• _YOUR OBJECTIVE_
Locate every line in the data below that contains the string "sign" and copy each of those lines. Matching is case-sensitive.

• _PROVIDED ENTRIES_
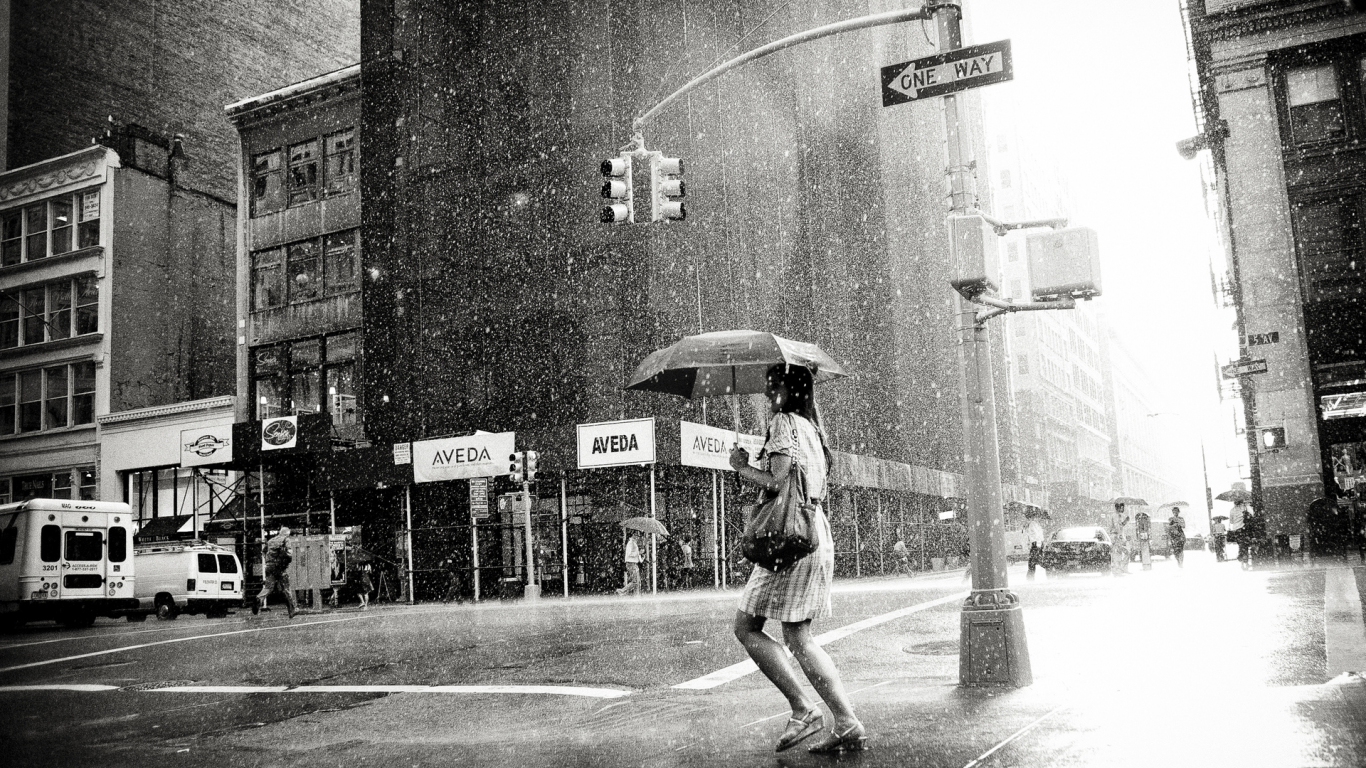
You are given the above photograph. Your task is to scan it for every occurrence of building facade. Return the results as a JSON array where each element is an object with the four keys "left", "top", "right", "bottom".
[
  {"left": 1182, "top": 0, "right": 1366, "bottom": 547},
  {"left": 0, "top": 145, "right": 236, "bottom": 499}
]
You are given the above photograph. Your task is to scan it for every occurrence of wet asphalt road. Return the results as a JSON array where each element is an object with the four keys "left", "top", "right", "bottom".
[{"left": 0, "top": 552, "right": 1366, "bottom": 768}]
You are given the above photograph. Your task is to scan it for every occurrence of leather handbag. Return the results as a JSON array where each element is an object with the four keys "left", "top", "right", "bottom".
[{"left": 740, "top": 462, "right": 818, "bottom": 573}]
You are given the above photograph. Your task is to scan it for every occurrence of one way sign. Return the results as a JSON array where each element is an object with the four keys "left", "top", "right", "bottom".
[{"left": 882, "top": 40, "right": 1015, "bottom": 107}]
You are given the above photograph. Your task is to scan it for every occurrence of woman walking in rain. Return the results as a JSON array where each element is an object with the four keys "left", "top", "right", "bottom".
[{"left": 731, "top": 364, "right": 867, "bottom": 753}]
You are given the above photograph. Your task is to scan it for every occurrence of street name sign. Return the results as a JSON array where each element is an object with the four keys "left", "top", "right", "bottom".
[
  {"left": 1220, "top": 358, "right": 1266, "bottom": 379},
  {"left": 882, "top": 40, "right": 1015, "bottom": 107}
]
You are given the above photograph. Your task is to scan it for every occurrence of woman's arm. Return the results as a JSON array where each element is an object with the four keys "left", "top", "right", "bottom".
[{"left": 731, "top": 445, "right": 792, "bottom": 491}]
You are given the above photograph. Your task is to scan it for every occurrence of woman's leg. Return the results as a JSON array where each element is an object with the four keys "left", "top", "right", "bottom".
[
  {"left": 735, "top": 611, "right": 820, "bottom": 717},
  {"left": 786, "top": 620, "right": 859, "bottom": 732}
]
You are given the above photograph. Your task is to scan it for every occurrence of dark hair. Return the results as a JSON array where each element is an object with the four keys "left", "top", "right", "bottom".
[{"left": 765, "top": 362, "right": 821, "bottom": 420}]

• _THE SOLUTION_
You are given the above photograph. Your task is to scan it for every occurrence of one way sign. Return the results as a JSON array where each element is an object with the four keys "left", "top", "right", "bottom".
You are given the above photograph. Your task is to scan it for every occurrence of street name sign. Return the results as a JSON array where each element is an object with the four keys "left", "top", "right", "bottom".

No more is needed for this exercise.